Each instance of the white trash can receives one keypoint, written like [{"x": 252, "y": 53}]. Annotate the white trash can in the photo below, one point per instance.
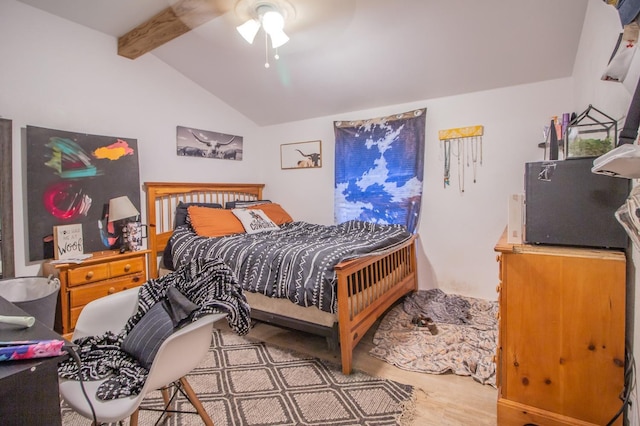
[{"x": 37, "y": 296}]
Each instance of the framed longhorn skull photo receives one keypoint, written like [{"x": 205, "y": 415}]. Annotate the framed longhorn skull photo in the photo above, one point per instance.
[
  {"x": 207, "y": 144},
  {"x": 301, "y": 155}
]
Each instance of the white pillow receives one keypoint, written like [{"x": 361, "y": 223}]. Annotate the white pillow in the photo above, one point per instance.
[{"x": 254, "y": 220}]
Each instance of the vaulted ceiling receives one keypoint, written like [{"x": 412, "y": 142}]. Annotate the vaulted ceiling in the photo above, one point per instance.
[{"x": 344, "y": 55}]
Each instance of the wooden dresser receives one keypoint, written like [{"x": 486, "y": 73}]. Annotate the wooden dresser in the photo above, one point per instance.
[
  {"x": 104, "y": 273},
  {"x": 561, "y": 346}
]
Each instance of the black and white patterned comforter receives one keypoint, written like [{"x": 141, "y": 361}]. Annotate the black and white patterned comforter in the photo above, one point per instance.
[{"x": 295, "y": 262}]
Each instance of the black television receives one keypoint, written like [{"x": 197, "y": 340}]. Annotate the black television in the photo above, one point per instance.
[{"x": 566, "y": 204}]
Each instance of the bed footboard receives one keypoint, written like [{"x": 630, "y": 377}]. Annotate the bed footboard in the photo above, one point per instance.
[{"x": 367, "y": 287}]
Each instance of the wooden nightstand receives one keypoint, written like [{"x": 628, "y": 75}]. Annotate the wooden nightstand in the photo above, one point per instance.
[{"x": 104, "y": 273}]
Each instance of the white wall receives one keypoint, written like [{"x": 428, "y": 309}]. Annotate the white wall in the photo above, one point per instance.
[{"x": 61, "y": 75}]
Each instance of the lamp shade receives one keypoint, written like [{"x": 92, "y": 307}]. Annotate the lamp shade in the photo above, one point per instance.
[
  {"x": 249, "y": 29},
  {"x": 121, "y": 208}
]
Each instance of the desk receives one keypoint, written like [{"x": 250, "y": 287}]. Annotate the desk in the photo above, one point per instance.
[{"x": 28, "y": 388}]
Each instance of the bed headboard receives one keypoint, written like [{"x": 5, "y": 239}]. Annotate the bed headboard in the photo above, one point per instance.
[{"x": 163, "y": 197}]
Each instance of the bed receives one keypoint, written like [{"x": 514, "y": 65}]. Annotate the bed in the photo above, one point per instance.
[{"x": 365, "y": 286}]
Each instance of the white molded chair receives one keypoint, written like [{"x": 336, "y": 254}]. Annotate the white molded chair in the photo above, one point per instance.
[{"x": 178, "y": 355}]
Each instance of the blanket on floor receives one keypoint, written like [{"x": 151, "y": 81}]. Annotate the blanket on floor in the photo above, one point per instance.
[
  {"x": 464, "y": 342},
  {"x": 209, "y": 283}
]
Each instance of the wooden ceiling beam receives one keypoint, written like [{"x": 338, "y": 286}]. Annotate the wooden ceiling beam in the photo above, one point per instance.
[{"x": 172, "y": 22}]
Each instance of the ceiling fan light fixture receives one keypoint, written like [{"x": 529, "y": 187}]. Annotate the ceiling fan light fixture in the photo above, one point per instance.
[
  {"x": 268, "y": 15},
  {"x": 272, "y": 21},
  {"x": 278, "y": 38},
  {"x": 249, "y": 29}
]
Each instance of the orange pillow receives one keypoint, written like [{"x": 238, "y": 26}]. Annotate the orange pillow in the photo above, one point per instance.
[
  {"x": 275, "y": 212},
  {"x": 208, "y": 222}
]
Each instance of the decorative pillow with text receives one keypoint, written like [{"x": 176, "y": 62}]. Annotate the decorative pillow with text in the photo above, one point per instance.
[{"x": 254, "y": 220}]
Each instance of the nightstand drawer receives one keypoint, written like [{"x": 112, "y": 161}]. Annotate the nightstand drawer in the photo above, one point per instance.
[
  {"x": 87, "y": 274},
  {"x": 127, "y": 266},
  {"x": 78, "y": 297}
]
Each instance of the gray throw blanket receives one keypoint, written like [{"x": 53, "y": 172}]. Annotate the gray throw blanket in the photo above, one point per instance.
[
  {"x": 439, "y": 306},
  {"x": 209, "y": 283}
]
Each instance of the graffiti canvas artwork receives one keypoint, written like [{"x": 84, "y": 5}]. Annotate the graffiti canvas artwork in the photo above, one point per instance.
[
  {"x": 207, "y": 144},
  {"x": 71, "y": 178}
]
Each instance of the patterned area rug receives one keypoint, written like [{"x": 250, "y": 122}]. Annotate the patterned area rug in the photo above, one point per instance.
[
  {"x": 245, "y": 382},
  {"x": 465, "y": 341}
]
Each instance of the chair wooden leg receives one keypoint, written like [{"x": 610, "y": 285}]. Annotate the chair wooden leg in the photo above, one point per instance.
[
  {"x": 134, "y": 418},
  {"x": 166, "y": 398},
  {"x": 196, "y": 402}
]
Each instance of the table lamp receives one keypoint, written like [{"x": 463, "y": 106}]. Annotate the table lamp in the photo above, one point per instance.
[{"x": 121, "y": 209}]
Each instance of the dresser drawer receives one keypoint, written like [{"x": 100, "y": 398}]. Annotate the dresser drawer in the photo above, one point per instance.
[
  {"x": 127, "y": 266},
  {"x": 78, "y": 297},
  {"x": 87, "y": 274}
]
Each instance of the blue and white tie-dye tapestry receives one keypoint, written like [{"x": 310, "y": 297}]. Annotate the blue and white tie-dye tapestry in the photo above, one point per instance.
[{"x": 380, "y": 169}]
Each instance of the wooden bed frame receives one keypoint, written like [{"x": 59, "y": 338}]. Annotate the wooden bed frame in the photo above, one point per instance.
[{"x": 366, "y": 287}]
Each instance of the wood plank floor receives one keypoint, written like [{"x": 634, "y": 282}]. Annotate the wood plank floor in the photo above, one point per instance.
[{"x": 443, "y": 400}]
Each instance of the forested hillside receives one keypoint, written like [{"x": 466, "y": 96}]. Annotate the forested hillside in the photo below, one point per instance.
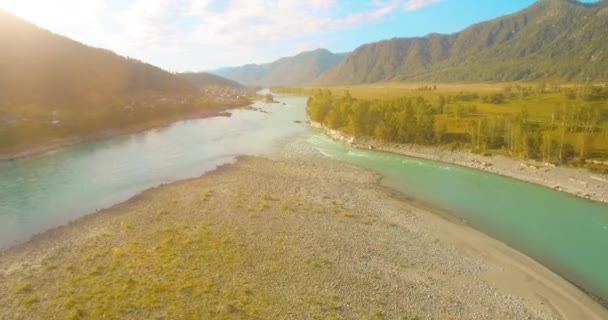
[
  {"x": 568, "y": 125},
  {"x": 290, "y": 71},
  {"x": 205, "y": 79},
  {"x": 561, "y": 40},
  {"x": 53, "y": 88}
]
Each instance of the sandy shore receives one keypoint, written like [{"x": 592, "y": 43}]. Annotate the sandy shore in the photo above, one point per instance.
[
  {"x": 296, "y": 237},
  {"x": 575, "y": 181},
  {"x": 108, "y": 133}
]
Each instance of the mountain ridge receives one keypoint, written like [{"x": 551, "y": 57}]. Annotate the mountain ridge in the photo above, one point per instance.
[
  {"x": 61, "y": 70},
  {"x": 543, "y": 41},
  {"x": 294, "y": 70}
]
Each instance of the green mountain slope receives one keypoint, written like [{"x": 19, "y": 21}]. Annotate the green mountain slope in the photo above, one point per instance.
[
  {"x": 560, "y": 40},
  {"x": 290, "y": 71},
  {"x": 54, "y": 90},
  {"x": 44, "y": 68},
  {"x": 205, "y": 79}
]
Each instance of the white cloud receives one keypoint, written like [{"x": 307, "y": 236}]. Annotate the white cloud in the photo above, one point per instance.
[
  {"x": 412, "y": 5},
  {"x": 196, "y": 31}
]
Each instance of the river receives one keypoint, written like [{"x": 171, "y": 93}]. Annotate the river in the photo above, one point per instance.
[{"x": 567, "y": 234}]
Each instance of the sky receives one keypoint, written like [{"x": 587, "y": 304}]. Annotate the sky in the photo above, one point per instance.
[{"x": 196, "y": 35}]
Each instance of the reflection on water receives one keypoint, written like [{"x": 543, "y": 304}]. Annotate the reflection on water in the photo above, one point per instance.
[{"x": 51, "y": 189}]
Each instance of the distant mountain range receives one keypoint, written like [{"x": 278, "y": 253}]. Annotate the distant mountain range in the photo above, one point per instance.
[
  {"x": 562, "y": 40},
  {"x": 40, "y": 67},
  {"x": 205, "y": 79},
  {"x": 291, "y": 71}
]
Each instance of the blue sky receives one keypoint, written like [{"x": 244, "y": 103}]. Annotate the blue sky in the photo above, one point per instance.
[{"x": 194, "y": 35}]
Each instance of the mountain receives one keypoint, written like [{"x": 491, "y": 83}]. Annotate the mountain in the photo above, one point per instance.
[
  {"x": 205, "y": 79},
  {"x": 290, "y": 71},
  {"x": 562, "y": 40},
  {"x": 42, "y": 68}
]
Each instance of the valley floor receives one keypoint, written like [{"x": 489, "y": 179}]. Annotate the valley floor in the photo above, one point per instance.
[
  {"x": 575, "y": 181},
  {"x": 297, "y": 237}
]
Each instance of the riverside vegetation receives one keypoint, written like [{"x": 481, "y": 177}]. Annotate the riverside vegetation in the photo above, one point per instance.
[
  {"x": 550, "y": 123},
  {"x": 293, "y": 243}
]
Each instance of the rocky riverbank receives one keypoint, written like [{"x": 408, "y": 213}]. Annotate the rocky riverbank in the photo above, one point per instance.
[
  {"x": 575, "y": 181},
  {"x": 297, "y": 237}
]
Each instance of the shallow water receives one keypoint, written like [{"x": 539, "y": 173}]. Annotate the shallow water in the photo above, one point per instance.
[
  {"x": 567, "y": 234},
  {"x": 48, "y": 190}
]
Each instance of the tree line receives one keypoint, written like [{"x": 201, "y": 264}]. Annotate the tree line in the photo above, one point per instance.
[{"x": 575, "y": 130}]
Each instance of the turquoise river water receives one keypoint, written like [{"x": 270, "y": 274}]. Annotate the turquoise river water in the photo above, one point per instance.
[{"x": 567, "y": 234}]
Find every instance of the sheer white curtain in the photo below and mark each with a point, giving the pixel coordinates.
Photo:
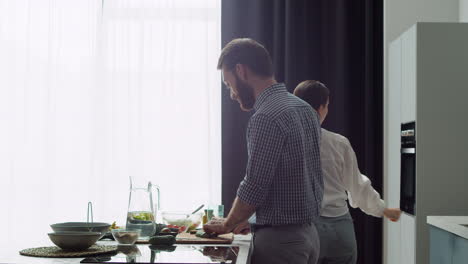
(92, 92)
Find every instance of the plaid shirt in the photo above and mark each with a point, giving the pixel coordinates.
(283, 176)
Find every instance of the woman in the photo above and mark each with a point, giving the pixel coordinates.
(342, 181)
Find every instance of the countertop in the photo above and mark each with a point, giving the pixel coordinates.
(9, 254)
(457, 225)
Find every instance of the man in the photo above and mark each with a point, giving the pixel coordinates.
(283, 182)
(340, 175)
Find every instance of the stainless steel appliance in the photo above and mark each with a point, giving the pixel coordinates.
(408, 168)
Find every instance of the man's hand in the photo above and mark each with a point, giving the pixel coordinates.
(392, 213)
(243, 228)
(216, 225)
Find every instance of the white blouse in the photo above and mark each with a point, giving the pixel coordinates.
(343, 180)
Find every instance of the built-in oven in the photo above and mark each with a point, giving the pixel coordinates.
(408, 168)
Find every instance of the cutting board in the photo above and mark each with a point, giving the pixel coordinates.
(187, 238)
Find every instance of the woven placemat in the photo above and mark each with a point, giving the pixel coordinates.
(56, 252)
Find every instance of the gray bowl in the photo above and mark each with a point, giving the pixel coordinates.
(74, 241)
(82, 227)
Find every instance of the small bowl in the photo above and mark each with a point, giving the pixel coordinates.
(183, 220)
(126, 237)
(81, 227)
(74, 241)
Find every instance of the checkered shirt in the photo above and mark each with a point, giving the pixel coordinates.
(283, 176)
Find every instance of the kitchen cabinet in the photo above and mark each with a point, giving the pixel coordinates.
(449, 239)
(428, 77)
(408, 240)
(408, 76)
(393, 231)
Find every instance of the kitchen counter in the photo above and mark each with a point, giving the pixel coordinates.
(9, 253)
(449, 239)
(457, 225)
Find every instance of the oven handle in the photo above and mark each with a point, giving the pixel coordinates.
(408, 150)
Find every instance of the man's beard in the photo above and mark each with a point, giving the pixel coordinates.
(245, 94)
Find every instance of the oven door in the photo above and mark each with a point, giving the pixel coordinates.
(408, 180)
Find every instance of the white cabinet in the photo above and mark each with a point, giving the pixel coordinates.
(392, 242)
(408, 239)
(427, 80)
(408, 76)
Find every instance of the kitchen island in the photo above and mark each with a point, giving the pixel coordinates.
(449, 239)
(239, 247)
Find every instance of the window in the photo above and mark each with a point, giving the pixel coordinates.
(92, 92)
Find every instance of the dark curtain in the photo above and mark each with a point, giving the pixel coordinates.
(338, 42)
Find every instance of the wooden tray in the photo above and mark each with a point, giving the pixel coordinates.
(187, 238)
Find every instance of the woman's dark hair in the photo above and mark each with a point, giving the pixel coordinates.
(313, 92)
(247, 52)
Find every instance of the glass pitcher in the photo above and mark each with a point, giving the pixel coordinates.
(142, 209)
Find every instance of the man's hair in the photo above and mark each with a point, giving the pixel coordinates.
(313, 92)
(249, 53)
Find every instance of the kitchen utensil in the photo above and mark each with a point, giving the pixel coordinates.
(142, 209)
(74, 241)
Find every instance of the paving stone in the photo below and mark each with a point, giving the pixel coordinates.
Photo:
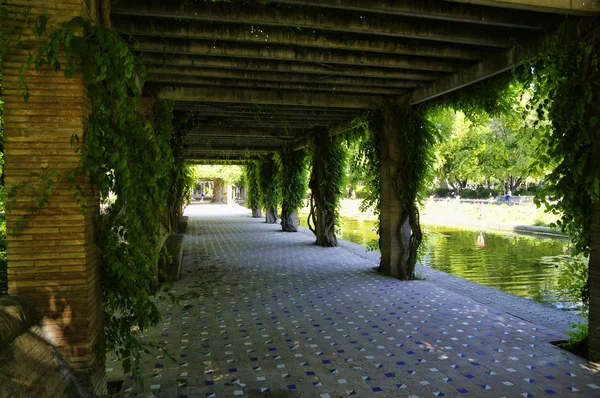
==*==
• Problem description: Pick out every line of the records above that contains the word "cabinet", and copy each one in full.

• The answer:
Find every instance of the kitchen cabinet in the photo above and mark each with a point, giving the pixel coordinates.
Find every instance of the white cabinet in the photo above and mark each with a point, giving the pixel coordinates.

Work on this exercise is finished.